* The problem:
Recast all the rows below as a two-column CSV with the headers "prompt" and "points", one line per row, each field quoted and any line breaks replaced by spaces. Leave the pictures out.

*****

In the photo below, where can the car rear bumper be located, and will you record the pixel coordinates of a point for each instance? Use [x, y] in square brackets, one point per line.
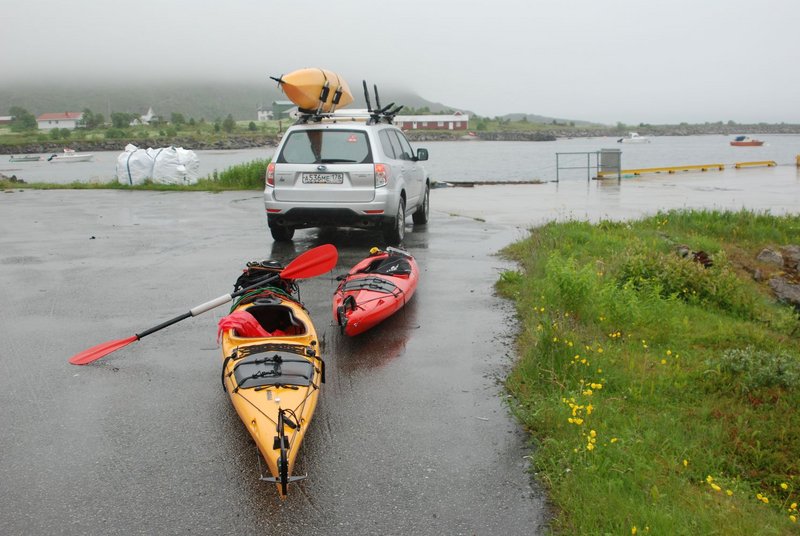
[300, 218]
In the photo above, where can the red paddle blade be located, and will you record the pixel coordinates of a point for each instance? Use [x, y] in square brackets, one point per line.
[96, 352]
[312, 263]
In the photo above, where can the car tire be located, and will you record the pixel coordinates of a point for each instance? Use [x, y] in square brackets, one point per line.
[420, 217]
[395, 229]
[281, 233]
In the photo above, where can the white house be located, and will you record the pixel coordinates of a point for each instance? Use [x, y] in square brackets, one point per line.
[264, 114]
[456, 121]
[143, 119]
[68, 120]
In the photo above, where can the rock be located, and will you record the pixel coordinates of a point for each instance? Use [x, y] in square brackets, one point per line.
[785, 291]
[791, 257]
[770, 256]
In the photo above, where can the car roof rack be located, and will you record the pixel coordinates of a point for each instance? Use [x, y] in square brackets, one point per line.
[381, 114]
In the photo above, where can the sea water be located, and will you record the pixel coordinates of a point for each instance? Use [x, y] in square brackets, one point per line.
[469, 161]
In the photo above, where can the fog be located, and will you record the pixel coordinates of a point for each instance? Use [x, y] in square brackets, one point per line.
[605, 61]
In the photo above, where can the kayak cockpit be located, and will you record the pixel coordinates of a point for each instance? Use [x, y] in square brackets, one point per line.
[273, 368]
[277, 319]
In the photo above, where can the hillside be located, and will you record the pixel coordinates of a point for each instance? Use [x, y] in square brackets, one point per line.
[206, 100]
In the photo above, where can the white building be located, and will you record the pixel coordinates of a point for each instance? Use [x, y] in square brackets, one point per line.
[456, 121]
[143, 119]
[264, 114]
[68, 120]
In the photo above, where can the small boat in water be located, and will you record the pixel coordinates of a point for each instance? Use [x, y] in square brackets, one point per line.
[25, 158]
[374, 289]
[69, 155]
[746, 141]
[634, 137]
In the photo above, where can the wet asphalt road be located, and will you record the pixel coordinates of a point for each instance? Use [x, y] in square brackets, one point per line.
[411, 435]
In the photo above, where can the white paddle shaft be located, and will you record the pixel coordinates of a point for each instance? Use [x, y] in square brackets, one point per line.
[216, 302]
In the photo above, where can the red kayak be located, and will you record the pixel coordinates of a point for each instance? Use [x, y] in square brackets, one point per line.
[374, 289]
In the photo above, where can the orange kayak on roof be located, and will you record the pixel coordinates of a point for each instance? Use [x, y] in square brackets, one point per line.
[312, 88]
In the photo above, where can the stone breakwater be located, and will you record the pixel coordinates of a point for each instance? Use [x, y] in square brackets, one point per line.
[119, 145]
[544, 134]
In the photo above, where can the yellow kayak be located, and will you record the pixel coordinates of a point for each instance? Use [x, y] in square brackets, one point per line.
[272, 372]
[313, 89]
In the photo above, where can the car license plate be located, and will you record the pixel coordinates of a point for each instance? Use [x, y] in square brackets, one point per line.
[323, 178]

*****

* Full response:
prompt,points
"In the photo below, where can the car rear bumper be located, and will you record the pixel coordinates of a point for each instance? Use [x, y] in square brackets, one point per line.","[300, 218]"
"In the photo above, where can the red paddle blade be located, and will you record the pixel coordinates of a point for each instance? Use [x, y] in square brackets, one point per line.","[96, 352] [312, 263]"
"In the photo above, where can the car tire be located, and will you record the pixel coordinates of a point for each instance? Use [x, y] in square brackets, one point per line.","[420, 217] [395, 229] [281, 233]"
"In the photo above, where can the white house be located, and will you record the pixel coordinates of a point for each instance? Use [x, y] in square brackets, one point per line.","[264, 114] [456, 121] [143, 119] [68, 120]"
"In the photo above, where can the rock be located, and will you record the pixel coordinates of a point for each instance? Use [x, y] in square brackets, one point per line.","[785, 291] [791, 257] [770, 256]"
"In the photo above, where can the car roof rack be located, and will you record the pixel coordinates of a point for each instance? Use [x, y] in square brackets, one point per line.","[381, 114]"
"In the photo above, where can the sea water be located, and will you record the pixel coordinates of a point for each instance? Use [x, y] in square brackets, one point per line.","[469, 161]"
"In the photo above, where can the fog be located, and will you record the pixel coordinates of a point for each instance? Use [x, y] in square brackets, one point per line.","[605, 61]"
"In the photo above, where can the kayak cockpit be located, and will you record the pixel coordinates of a point for each instance? Use [x, y] in square brackets, one point per line.","[273, 368] [277, 319]"
"In the photo above, where can the hillside be located, and will you record the pixel coordinates of a point for each instance? Use [x, y] in square brackets, one point per line.","[206, 100]"
"In the photo above, where can the white building be located, and will you record the pixel coordinates of a point for each instance? Use [x, y] in square brackets, one point per line.","[456, 121] [143, 119] [264, 114] [68, 120]"
"In the photo above, where can the small boat in water be located, and will you record the pixel coordinates of a point for each instance? Use [x, y] in square brackets, one point per line.","[25, 158] [374, 289] [69, 155] [746, 141] [634, 137]"
"In the photo above, where can the wet asphalt road be located, and will you record the pixel coordinates of a point for each instance? Use [x, y] in square brackets, one point per line.","[411, 435]"
"In the photo above, where can the white paddle shaft be located, and will you record the pixel coordinates of a point for each instance? Use [x, y] in square brackets, one point per line.","[216, 302]"
"In the photo above, where can the red kayak be located, and will you record the pixel coordinates of a point for each instance? Use [x, y] in square brackets, one point per line.","[374, 289]"
"In the photo above, where can the orange kayak on roof be located, and will you record the pixel coordinates of a point for each instance? Use [x, y] in square brackets, one point per line.","[312, 88]"
"In the photo above, where can the stone breakwater be located, and will you record the pixel coordinates of a point for each instance? Use [x, y] in square brackets, one point per line.","[119, 145] [544, 134]"
"In the photo above, where can the yellow kayak be located, and will you record the pixel coordinates of a point for each instance? Use [x, y] in square brackets, one point per line.","[272, 372] [313, 89]"
"In the photo above, where can the car license plate be located, and will you record the pixel coordinates of a point for each instance? Use [x, y] in square brackets, one point per line.","[323, 178]"